Exercise details - Would you copy the entries verbatim, starting at the line containing "Question. The photo above holds the spectator." and continuing through the final line of the entries, both included?

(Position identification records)
:::::
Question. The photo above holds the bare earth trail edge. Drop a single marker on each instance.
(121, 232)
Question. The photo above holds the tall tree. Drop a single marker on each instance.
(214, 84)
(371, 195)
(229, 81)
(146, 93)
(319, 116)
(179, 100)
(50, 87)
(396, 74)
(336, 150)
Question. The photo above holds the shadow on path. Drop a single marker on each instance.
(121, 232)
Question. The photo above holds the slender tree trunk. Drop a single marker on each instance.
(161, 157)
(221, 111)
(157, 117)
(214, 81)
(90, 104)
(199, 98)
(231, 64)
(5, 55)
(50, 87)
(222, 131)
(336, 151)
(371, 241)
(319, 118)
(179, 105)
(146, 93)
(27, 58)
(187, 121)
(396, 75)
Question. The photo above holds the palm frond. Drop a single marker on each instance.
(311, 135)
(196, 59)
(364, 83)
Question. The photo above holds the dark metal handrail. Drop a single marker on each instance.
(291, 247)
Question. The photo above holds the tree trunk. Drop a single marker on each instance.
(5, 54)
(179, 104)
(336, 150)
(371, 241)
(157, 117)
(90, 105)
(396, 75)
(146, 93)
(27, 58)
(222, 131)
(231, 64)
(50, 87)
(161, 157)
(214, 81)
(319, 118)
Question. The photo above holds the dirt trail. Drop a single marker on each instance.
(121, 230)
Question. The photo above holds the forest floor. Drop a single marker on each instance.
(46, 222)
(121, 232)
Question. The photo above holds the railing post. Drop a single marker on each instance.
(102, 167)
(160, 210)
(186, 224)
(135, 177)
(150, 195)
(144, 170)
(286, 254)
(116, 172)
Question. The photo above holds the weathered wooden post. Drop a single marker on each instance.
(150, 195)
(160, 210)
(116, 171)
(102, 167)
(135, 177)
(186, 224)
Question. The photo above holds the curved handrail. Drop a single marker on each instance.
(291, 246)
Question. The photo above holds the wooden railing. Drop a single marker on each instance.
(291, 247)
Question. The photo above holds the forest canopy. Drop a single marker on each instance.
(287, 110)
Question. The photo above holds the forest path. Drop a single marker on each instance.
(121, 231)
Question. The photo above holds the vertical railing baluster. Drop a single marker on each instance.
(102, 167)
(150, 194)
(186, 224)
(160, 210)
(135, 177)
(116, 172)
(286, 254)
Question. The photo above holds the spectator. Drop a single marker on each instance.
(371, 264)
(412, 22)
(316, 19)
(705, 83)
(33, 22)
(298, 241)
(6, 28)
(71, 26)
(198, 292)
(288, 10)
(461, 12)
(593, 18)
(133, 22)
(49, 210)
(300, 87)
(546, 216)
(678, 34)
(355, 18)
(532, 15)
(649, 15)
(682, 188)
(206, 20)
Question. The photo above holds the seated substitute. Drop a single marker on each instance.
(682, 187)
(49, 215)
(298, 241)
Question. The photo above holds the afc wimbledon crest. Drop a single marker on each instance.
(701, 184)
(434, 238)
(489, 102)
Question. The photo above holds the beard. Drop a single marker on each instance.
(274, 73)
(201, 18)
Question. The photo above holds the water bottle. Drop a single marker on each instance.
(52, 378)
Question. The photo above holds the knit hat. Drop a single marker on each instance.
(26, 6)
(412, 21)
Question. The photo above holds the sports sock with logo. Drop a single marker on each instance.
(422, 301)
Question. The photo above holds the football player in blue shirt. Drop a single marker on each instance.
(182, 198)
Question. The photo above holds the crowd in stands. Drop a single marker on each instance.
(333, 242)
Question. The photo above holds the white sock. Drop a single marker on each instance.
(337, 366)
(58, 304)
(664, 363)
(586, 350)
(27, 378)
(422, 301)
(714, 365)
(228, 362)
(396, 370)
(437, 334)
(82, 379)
:::::
Complete output -
Question. The photo above holds the spectator. Drop a single marker on each instance.
(371, 264)
(412, 22)
(316, 19)
(705, 83)
(33, 22)
(298, 241)
(6, 28)
(71, 26)
(198, 292)
(288, 10)
(461, 12)
(593, 18)
(133, 22)
(49, 210)
(300, 87)
(546, 216)
(678, 34)
(355, 18)
(532, 15)
(649, 15)
(682, 188)
(206, 20)
Question. The photo above holds the seated substitute. Drop a single marker on each instance.
(682, 187)
(49, 215)
(298, 241)
Question. The photo above holds the afc wimbledon crest. Drop a single marker on each instance.
(701, 184)
(434, 238)
(489, 102)
Question. The photo above holds the beard. Drop a single marker on each instance.
(274, 73)
(201, 18)
Question. The photo above holds the water bottle. Drop a single marker on each instance.
(52, 378)
Question. The photo above holds the knit hat. Drop a single marker on each instance.
(26, 6)
(412, 21)
Question. The photo above holds the sports sock with logo. Drop a single marker on each instance.
(422, 301)
Question. The photo above holds the football player in blue shirt. Drop a single marker on each instance.
(182, 198)
Question. The photo above holds the crowd in stands. Drop a single marker on each instance.
(333, 242)
Question. The photo above holds the white sock. Drop a single marker on each instance.
(337, 366)
(58, 304)
(664, 363)
(586, 350)
(27, 378)
(422, 301)
(714, 365)
(228, 362)
(396, 370)
(437, 334)
(82, 379)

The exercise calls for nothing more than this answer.